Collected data

▼

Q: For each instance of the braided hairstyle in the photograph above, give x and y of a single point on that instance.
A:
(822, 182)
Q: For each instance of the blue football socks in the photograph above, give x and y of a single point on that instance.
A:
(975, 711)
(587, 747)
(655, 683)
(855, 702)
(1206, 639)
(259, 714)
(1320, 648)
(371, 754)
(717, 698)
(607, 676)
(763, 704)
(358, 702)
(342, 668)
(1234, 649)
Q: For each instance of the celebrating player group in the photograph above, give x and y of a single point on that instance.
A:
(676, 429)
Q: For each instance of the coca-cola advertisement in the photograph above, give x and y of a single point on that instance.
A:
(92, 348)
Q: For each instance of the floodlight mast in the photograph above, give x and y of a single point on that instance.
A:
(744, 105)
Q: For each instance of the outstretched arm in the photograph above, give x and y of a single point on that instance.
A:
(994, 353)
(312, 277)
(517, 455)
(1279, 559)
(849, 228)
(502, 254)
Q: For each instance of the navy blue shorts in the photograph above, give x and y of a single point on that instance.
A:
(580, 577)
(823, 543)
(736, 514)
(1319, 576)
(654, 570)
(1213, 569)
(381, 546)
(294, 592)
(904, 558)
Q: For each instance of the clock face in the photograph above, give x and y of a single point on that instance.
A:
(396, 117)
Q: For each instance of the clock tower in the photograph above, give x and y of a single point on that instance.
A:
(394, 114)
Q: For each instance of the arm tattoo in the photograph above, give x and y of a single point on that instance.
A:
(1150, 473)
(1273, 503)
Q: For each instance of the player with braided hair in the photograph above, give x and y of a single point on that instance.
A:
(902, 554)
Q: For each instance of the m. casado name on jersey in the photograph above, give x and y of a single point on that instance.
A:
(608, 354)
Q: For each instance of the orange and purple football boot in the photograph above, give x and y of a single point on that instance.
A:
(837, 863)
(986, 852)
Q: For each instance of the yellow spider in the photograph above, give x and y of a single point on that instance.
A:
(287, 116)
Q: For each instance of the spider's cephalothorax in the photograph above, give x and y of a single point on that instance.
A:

▲

### [The request]
Render as a numbered list the stretch from the line containing "Q: For each instance of the yellow" through the end of the listing, leaving out any blank lines.

### [Task answer]
1. Q: For each instance of the yellow spider in the photograph above, give x and y of a single point on that instance.
2. A:
3. (287, 116)
4. Q: For each instance of the spider's cephalothorax in the photograph above, give x and y of a single point on that instance.
5. A:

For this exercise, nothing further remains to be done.